What the task asks ▸ Please collect every line below that contains the word "algae" and copy each one out.
======== Provided entries ========
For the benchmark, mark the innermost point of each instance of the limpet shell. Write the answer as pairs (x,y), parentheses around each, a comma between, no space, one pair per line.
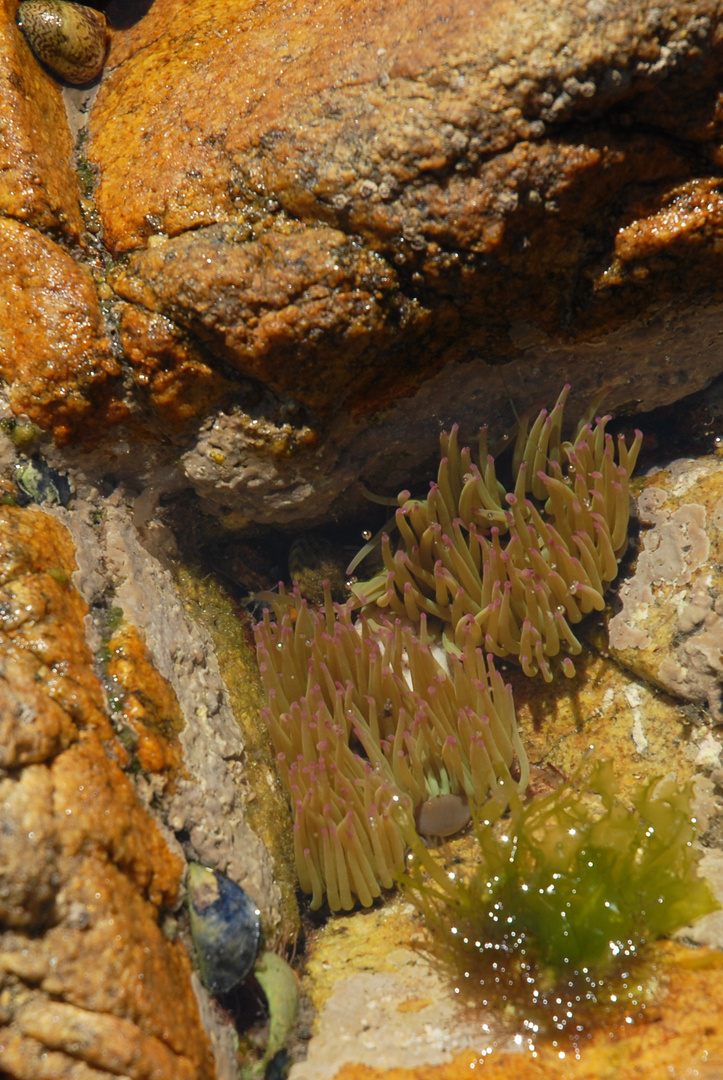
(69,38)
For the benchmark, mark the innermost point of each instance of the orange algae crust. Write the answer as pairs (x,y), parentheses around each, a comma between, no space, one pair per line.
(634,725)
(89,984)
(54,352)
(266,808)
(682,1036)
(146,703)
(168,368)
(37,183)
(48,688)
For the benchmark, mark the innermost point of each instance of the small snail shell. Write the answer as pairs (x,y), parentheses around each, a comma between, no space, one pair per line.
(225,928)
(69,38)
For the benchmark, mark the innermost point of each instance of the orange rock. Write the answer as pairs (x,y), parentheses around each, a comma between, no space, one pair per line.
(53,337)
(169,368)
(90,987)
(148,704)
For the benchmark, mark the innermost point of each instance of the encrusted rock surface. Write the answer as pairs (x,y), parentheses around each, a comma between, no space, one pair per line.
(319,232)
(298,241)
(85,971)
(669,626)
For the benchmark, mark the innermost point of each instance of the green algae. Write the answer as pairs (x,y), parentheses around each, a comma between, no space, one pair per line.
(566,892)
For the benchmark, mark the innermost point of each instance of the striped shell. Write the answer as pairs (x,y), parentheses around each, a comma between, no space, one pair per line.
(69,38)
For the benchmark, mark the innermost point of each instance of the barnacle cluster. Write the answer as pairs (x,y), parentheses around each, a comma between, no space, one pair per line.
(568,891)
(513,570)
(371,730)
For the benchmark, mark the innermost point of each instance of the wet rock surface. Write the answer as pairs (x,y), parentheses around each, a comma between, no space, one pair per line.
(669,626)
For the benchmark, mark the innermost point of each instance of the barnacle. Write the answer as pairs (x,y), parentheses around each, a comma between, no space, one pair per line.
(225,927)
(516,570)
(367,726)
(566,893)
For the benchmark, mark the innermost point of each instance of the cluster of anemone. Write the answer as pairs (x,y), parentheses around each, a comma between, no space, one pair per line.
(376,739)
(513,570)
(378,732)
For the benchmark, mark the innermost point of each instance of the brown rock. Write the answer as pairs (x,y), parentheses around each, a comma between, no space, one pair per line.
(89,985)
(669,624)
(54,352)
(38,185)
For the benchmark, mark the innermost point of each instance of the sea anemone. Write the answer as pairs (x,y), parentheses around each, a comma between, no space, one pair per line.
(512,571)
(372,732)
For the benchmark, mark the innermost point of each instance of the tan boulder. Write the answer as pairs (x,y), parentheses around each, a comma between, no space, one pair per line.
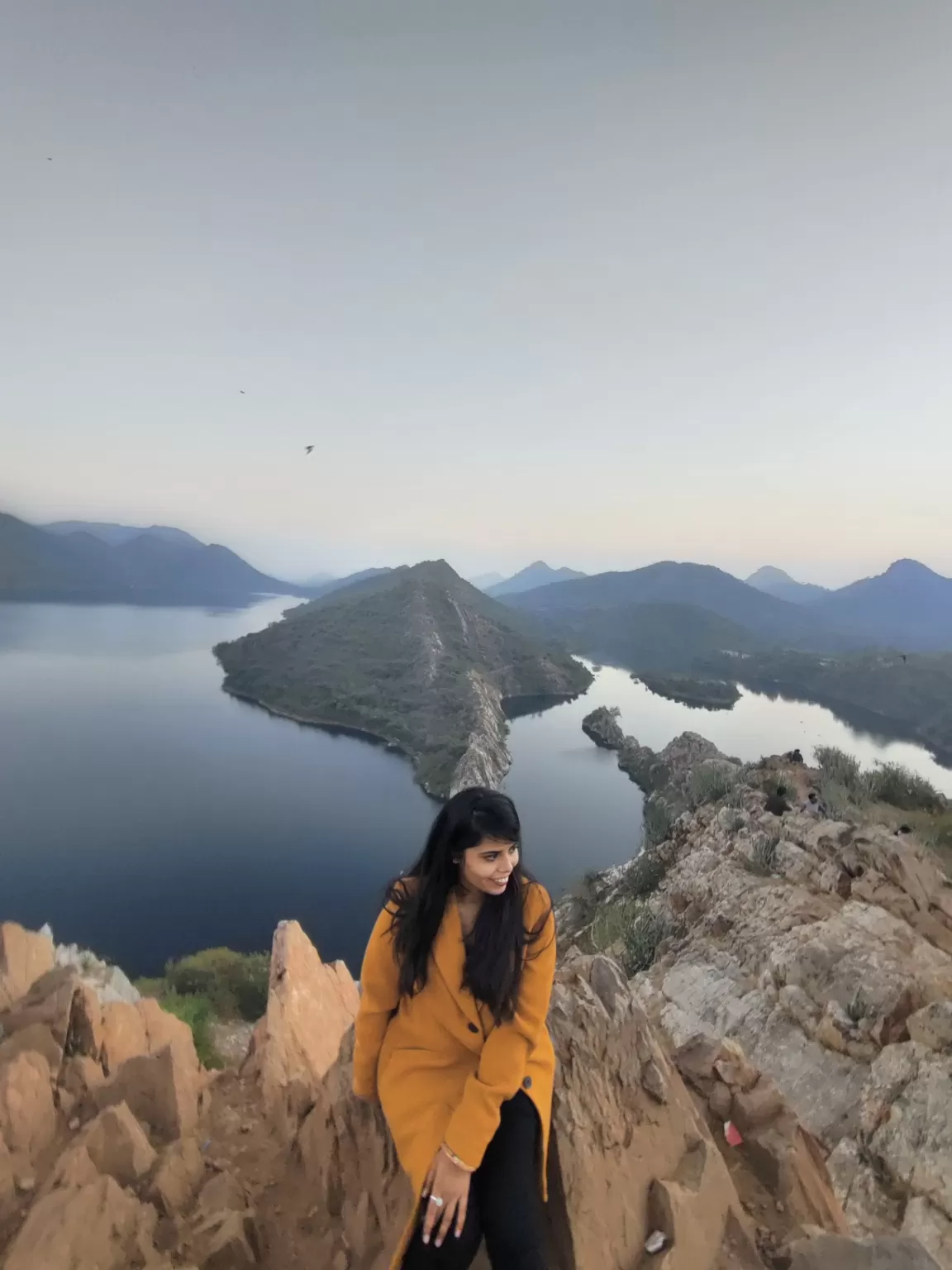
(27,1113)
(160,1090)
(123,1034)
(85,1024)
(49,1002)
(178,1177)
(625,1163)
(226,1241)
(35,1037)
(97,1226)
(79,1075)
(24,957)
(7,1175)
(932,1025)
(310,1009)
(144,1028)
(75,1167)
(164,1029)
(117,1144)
========
======== Provided entries ========
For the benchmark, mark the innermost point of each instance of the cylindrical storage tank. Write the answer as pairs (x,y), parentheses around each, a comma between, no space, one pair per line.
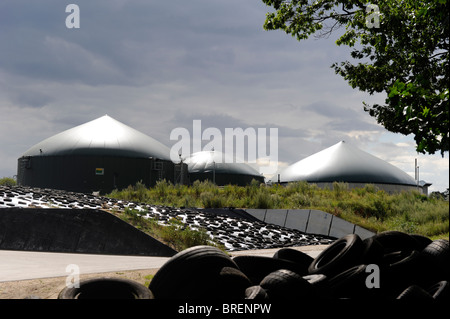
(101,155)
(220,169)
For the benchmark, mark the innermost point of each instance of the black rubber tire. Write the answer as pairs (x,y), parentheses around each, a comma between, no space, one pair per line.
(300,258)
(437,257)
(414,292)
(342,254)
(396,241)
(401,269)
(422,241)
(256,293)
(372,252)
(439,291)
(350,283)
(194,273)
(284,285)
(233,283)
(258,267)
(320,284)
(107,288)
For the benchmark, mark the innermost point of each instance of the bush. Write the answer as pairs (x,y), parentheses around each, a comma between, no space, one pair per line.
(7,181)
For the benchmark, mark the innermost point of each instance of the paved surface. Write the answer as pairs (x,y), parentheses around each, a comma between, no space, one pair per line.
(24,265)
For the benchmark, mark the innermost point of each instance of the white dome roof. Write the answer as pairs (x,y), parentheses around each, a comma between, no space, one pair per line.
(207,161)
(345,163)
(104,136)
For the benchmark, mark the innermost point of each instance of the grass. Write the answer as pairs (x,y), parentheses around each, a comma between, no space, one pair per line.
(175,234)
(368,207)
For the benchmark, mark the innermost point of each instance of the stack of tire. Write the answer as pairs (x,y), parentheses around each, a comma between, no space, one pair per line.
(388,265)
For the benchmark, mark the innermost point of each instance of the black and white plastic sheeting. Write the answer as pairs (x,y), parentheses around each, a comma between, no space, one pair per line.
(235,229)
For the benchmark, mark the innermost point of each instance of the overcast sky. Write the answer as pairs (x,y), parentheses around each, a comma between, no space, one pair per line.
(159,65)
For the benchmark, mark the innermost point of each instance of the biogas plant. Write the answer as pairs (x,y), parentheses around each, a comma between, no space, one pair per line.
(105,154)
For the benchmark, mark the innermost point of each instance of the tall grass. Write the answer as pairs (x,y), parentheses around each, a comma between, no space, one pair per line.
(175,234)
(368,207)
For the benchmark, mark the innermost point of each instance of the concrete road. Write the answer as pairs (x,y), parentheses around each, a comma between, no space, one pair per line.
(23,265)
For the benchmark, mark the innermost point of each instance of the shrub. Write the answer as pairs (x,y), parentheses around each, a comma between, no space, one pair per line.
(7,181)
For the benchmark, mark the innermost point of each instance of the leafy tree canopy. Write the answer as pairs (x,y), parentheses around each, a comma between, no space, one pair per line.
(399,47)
========
Solution to this exercise ▸
For the benchmark, mark the innermost point of each instance of the orange algae crust. Write the answer as pairs (x,y), parentheses around each, a comma between, no space, one pair per line.
For the benchmark, mark the innermost point of each instance of the green algae. Write the answer as pairs (x,y), parentheses around each, a comma between, no space, one pair per line.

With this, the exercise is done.